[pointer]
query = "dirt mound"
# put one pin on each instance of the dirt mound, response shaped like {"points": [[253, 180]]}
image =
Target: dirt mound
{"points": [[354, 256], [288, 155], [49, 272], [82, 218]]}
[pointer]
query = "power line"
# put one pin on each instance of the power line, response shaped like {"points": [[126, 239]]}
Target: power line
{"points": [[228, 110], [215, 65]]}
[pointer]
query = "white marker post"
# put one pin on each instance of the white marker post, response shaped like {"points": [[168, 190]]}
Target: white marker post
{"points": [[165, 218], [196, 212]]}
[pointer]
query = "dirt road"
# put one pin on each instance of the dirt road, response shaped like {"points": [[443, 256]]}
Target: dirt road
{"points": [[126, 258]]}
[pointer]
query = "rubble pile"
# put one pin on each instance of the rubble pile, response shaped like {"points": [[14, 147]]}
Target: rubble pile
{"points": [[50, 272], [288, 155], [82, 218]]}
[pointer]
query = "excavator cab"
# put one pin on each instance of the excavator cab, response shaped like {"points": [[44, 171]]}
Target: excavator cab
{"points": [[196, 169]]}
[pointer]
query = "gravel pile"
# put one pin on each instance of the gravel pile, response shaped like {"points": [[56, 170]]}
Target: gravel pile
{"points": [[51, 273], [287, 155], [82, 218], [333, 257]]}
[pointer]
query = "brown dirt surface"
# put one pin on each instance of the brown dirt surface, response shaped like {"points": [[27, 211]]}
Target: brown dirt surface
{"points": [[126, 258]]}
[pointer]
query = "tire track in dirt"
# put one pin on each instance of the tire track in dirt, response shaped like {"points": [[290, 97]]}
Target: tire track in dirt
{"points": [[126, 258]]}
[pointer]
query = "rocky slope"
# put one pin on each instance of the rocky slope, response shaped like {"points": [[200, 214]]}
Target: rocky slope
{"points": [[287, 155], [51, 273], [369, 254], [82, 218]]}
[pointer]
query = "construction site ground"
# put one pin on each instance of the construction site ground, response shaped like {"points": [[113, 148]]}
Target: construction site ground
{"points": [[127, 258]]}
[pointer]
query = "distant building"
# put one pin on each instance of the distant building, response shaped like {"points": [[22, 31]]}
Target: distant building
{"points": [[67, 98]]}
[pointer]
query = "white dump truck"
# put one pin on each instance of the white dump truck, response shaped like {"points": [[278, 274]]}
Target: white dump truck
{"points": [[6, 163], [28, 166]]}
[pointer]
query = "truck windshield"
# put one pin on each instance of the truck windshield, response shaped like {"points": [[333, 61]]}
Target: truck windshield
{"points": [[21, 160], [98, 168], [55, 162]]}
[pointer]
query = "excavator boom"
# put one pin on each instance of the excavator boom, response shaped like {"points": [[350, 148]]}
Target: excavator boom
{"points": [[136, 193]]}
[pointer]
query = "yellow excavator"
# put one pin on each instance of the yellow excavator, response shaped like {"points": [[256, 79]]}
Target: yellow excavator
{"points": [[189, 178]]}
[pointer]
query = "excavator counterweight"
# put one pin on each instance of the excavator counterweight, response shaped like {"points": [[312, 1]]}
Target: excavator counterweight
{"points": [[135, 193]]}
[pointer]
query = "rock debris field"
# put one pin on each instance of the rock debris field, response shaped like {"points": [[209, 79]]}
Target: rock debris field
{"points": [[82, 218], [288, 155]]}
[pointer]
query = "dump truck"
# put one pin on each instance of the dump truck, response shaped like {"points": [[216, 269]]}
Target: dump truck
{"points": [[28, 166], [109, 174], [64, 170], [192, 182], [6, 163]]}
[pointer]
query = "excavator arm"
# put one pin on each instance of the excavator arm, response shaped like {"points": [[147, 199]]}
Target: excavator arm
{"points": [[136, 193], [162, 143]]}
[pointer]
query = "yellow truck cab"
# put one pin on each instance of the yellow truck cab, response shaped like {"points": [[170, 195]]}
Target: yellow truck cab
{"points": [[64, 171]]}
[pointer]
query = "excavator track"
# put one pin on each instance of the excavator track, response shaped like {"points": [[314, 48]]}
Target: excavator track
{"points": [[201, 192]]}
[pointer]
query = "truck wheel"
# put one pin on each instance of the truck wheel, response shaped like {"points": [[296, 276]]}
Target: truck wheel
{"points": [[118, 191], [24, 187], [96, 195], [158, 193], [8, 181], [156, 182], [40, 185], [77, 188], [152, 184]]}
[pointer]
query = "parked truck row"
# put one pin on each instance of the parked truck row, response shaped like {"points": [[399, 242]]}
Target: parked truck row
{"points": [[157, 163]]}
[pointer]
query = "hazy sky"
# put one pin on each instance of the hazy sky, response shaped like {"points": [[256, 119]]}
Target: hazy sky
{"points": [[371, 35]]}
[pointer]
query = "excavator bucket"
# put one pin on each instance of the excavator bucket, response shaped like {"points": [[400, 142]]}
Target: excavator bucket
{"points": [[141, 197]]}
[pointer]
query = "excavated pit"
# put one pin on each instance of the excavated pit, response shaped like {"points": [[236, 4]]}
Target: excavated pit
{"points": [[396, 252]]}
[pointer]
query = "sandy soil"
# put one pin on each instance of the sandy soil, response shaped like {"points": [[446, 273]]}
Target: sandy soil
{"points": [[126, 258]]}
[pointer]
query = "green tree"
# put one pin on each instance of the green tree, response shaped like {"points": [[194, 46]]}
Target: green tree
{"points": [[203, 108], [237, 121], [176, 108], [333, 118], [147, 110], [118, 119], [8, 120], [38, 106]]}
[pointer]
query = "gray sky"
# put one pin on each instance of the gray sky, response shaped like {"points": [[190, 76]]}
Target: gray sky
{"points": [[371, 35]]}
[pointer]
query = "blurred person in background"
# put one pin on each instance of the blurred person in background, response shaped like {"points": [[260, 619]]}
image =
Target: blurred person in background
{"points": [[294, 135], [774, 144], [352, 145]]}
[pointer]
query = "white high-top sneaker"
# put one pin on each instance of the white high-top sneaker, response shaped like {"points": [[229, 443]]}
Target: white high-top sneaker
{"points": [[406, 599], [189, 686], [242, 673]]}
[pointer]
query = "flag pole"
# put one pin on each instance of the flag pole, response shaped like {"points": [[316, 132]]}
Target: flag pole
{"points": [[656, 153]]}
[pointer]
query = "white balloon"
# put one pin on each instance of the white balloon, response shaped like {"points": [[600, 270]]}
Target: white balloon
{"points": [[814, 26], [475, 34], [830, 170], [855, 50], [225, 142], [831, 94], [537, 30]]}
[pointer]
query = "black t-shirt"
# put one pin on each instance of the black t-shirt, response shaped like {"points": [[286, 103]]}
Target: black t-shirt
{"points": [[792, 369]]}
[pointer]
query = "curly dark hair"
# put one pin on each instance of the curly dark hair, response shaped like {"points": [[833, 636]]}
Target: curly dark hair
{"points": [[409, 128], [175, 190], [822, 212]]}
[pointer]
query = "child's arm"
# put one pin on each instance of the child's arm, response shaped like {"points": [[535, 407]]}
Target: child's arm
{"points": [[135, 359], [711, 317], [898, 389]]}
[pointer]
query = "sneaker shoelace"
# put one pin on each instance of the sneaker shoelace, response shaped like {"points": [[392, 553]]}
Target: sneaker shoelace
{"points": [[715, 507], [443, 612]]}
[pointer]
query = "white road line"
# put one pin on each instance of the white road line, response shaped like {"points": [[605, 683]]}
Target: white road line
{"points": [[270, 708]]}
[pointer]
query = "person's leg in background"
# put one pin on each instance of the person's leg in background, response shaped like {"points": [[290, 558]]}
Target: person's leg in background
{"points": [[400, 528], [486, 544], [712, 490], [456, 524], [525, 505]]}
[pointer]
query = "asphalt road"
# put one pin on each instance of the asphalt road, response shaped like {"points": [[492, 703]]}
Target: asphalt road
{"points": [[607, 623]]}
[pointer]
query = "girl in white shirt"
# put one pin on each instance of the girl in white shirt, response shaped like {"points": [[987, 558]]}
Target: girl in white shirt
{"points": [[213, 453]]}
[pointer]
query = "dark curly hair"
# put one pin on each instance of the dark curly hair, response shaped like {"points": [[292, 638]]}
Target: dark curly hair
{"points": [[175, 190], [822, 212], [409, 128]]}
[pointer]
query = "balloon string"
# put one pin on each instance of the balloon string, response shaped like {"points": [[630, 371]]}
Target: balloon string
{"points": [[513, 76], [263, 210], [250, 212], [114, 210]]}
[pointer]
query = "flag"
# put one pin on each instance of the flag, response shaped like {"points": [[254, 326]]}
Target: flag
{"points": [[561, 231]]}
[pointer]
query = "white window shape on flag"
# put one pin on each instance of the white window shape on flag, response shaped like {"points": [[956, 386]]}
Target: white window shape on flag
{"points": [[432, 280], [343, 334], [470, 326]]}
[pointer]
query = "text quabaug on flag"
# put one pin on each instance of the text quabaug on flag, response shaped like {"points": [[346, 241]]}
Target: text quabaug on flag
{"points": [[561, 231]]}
_ _ _ _ _
(DIRECTIONS): Count the lines of the records that contain the string "background", treating case as significant, and give only the number.

(REPLY TO THE EXERCISE): 6